# [OBJECTIVE 1]
Translate the following sentence from the Baldrige Award text into Spanish: "The award crystal cannot be reproduced in any form or size."

● ● ● ● ● ● ●

Monthly Archives: November 2007

Famous Awards – Malcolm Baldridge National Quality Award

Celebrating the Malcolm Baldridge National Quality Award’s 20th anniversary this past week, on November 20th in Washington, D.C., President George W. Bush and Commerce Secretary Carlos M. Gutierrez announced that five organizations were the recipients of the 2007 Malcolm Baldrige National Quality Award, the nation’s highest Presidential honor for organizational performance excellence. For the first time in the history of the Baldrige Award, nonprofit organizations have been selected.


The Trophy
The Award crystal is composed of two solid Steuben Crystal prismatic forms, that stands 14 inches tall. The crystal is held in a base of black anodized aluminum, with the award recipient’s name engraved on the base. A 22-karat gold-plated medallion is captured in the front section of the crystal. The medal bears the inscription “Malcolm Baldridge National Quality Award” and “The Quest For Excellence” surrounding the Baldrige “Ribbon with Star” Logo on one side and the “Presidential Seal” on the other side.

The award crystal cannot be reproduced in any form or size. Award recipients may reproduce the Baldrige Award trademark and Baldrige Award medallion for use on mementos. However, replicas and printed reproductions of the medallion cannot include the Presidential seal, which is on the reverse side of the medallion. Copies of the medallion may be produced with plain reverse side, a duplicate of the front side, or name or trademark of the award recipient along with the year the award was won.

Why was the award established?
In the early and mid-1980s, many industry and government leaders saw that a renewed emphasis on quality was no longer an option for American companies but a necessity for doing business in an ever expanding, and more demanding, competitive world market. But many American businesses either did not believe quality mattered for them or did not know where to begin. The Baldrige Award was envisioned as a standard of excellence that would help U.S. organizations achieve world-class quality.

● ● ● ● ● ● ●

# [OBJECTIVE 2]
From the entries below, gather every line that contains the word "tree".

● ● ● ● ● ● ●

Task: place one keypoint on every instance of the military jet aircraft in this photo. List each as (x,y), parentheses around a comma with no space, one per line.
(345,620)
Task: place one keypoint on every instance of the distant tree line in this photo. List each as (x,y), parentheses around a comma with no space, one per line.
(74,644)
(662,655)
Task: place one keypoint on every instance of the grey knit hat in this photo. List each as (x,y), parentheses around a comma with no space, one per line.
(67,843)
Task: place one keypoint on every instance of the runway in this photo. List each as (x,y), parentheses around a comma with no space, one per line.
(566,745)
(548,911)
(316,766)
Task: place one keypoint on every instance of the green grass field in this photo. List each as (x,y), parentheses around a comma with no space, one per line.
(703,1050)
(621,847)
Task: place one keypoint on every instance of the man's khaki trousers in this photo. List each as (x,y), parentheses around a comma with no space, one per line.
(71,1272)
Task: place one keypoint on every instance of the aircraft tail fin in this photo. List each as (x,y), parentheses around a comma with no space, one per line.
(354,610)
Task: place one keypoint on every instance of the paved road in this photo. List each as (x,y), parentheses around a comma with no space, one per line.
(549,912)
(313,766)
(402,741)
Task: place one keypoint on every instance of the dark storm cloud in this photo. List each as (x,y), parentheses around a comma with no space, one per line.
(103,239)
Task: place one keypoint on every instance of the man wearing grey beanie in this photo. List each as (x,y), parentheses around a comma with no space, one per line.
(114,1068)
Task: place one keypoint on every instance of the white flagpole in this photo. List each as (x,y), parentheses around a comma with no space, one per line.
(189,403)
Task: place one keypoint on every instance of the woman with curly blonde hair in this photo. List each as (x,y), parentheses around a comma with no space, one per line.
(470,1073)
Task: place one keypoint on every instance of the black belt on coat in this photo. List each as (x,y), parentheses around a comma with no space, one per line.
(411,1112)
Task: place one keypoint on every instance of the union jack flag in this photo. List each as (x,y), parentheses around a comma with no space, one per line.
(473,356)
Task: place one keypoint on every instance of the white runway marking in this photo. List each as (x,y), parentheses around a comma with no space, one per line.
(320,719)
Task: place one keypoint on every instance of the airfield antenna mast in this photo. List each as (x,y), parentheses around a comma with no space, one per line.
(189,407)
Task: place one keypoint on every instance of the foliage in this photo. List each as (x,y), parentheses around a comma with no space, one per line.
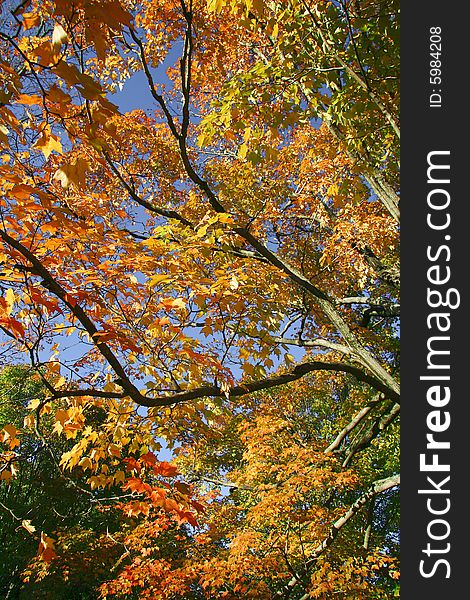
(217,269)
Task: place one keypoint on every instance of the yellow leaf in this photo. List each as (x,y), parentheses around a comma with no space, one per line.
(33,404)
(59,35)
(26,524)
(73,173)
(47,143)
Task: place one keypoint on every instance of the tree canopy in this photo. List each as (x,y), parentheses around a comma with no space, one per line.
(216,270)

● ● ● ● ● ● ●

# [EXERCISE ANSWER 1]
El cristal del premio no puede reproducirse en ninguna forma ni tamaño.

# [EXERCISE ANSWER 2]
Task: place one keypoint on every instance of the distant tree line in this photo. List each as (x,y), parentheses around a comma with no space, one per line.
Task: place one keypoint on every instance of the tree canopy in this photo. List each as (x,y), parentheses around a comma with no space, one per line.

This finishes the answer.